▶ _TEXT EXCERPT_
begin

Anyway, while working in that area, I noticed a lot of kids playing around during the daytime. Intrigued, I asked the parents of those kids if they go to school. I learned that they do not. I asked them, “If I set up a school here, will you send your kids there?” They all said yes. But this is not just another promise, and I wanted to deliver on it. So I rented a small building in a nearby area for rent of ten thousand rupees, which I paid out of my pocket.
I hired a teacher from the local area and started the “Dream School.” Started in June, the school is now a fully functioning school with lots of students from the nearby locality. Soon, I plan to include projectors and other amenities in this school. This project was a dream project of mine, and therefore I decided to name it Dream School.

end

▶ _DATA SHOWN_
begin

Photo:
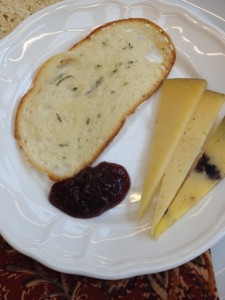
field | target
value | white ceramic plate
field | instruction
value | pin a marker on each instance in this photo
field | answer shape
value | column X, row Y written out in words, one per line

end
begin

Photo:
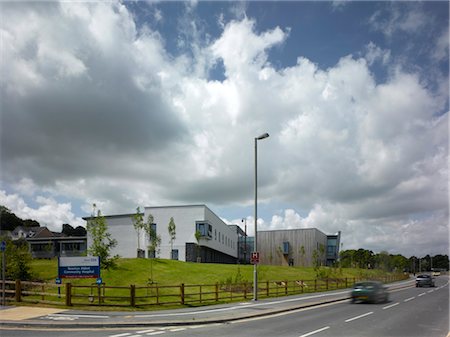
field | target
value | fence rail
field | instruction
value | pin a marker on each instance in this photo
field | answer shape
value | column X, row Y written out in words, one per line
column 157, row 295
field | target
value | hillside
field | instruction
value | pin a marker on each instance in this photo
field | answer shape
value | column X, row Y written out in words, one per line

end

▶ _CHALLENGES_
[1] In the account of the Dream School, how much was the rent for the small building that was rented?
[2] Extend the account of the Dream School, picking up after its final sentence.

▶ _FINAL ANSWERS_
[1] Ten thousand rupees.

[2]
I realize that many people criticize the government for their apparent lack of effort. However, it is not enough to criticize the government while sitting on your sofa inside your home. Merely criticizing the government is never enough. Ultimately, the onus is on you to give back to society, and what matters is the person’s will to do something good. I have been managing my ties to Vishalakshi Foundation while having a full-time job as an ontologist without any excuses!
Nilay Agarwal, i for the last year, has been showing that to do good, you just need the willpower to do so. You do not need huge funds or immense manpower. What you need is the grit that is necessary to get down on the ground and serve the people. With the help of the Vishalakshi Foundation, he is doing just that. He dreams of an India in which no child has to go to sleep with an empty stomach. We can help him achieve that by following his philosophy!